#### [WORK TO DO]
1. Write out the part of the Yasnaya Polyana account that begins at the words "The receiving entrance" and ends after the words "with guests here.".
2. In the Yasnaya Polyana account, how long did the walk around roughly two-thirds of the estate take?

#### [PAGE EXTRACT]
================================
Me on Tolstoy's estate at Yasnaya Polyana standing in front of the office where Tolstoy wrote Anna Karenina
In May and June of 2009, funded by grants from the NEA and Pepperdine University, I spent three weeks in Russia visiting key sites related to Tolstoy.  Two of those weeks were at Tolstoy's main estate at Yasnaya Polyana.

I spent a great deal of time at his main house, where he wrote all three of his major novels -- War and Peace, Anna Karenina, and Resurrection.  Since many of the scenes from the novel would take place in that home, I wanted to get a sense of the layout, the appearance of the rooms, and what could be seen and heard from his office, his bedroom, and the other rooms.

The large upstairs dining room -- with its notably long table -- where the Tolstoys
ate most of their meals.  Tolstoy's portrait, featured in my novel, is second from the left.
The location in Tolstoy's downstairs office where his desk sat while he wrote
 Anna KareninaThe windows overlook the main drive onto the estate.

His father's black sofa, which sat in Tolstoy's office near his writing desk
and on which he and each of his children were born.

The receiving entrance for the main house.  Guests would arrive here on sledges
or carriages.  The porch to the right had been built the year prior to his start
on Anna Karenina, and he enjoyed reading or visiting with guests here.

The estate itself is massive, thousands of acres in size.  One day I decided to walk a circle around approximately two-thirds of the property, and it took me more than four hours of steady walking.  The Voronka River flows through the north part of it, snaking through the middle of a wide field and marshland.  There are several large forests, webbed with horse and walking trails.  Three large ponds sit at the south end of the property near the estate entrance.

A small section of the 'Clear Field' where Tolstoy mowed along with his field workers. 

The famous birch drive that leads from the main entrance to the house.
================================
#### [ENTRIES SHOWN]
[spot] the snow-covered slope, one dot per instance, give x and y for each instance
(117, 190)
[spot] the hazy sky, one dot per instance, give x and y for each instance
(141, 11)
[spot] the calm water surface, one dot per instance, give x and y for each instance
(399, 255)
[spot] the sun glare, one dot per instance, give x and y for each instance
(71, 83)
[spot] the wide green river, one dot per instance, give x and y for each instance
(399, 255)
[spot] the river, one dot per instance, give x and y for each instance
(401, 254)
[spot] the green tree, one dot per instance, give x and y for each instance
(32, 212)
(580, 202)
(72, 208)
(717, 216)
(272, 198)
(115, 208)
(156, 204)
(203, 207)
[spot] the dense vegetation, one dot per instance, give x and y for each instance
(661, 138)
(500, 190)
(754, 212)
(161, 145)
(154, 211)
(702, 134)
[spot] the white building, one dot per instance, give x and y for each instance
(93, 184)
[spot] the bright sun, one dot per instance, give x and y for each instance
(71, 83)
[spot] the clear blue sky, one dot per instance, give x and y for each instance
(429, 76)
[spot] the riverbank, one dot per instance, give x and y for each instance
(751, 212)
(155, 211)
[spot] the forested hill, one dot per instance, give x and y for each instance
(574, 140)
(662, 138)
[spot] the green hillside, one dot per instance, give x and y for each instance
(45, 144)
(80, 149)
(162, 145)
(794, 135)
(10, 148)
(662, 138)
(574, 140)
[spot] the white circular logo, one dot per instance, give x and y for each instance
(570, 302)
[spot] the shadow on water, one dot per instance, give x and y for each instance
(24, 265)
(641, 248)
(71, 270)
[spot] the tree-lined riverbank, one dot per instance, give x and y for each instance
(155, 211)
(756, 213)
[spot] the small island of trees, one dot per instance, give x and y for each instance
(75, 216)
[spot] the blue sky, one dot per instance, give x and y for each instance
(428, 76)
================================
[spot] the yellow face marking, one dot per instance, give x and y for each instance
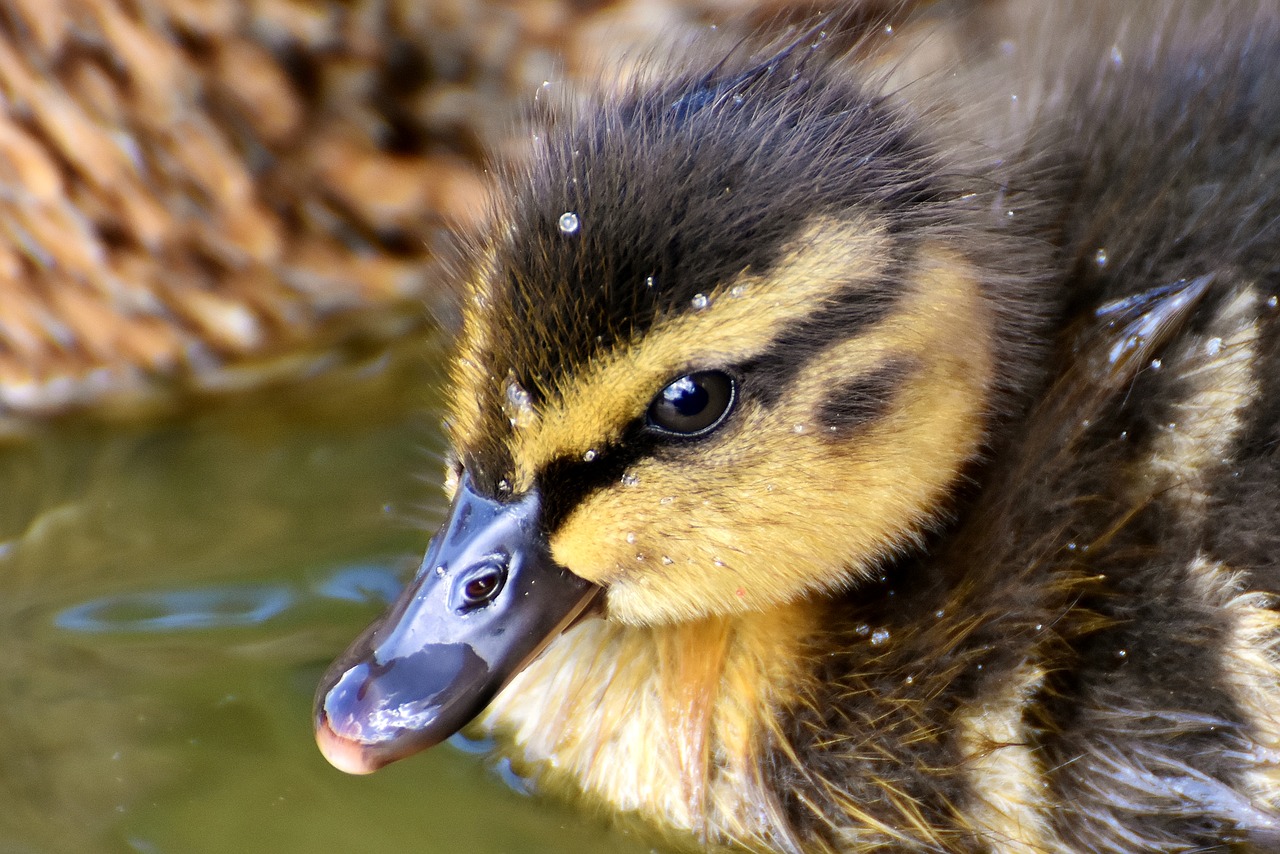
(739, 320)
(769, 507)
================================
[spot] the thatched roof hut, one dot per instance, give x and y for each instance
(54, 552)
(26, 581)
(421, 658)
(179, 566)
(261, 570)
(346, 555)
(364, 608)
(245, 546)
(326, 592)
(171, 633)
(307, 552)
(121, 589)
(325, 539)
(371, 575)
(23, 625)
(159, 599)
================================
#### [SOLUTION LIST]
1.
The receiving entrance for the main house.  Guests would arrive here on sledges
or carriages.  The porch to the right had been built the year prior to his start
on Anna Karenina, and he enjoyed reading or visiting with guests here.

2. More than four hours of steady walking.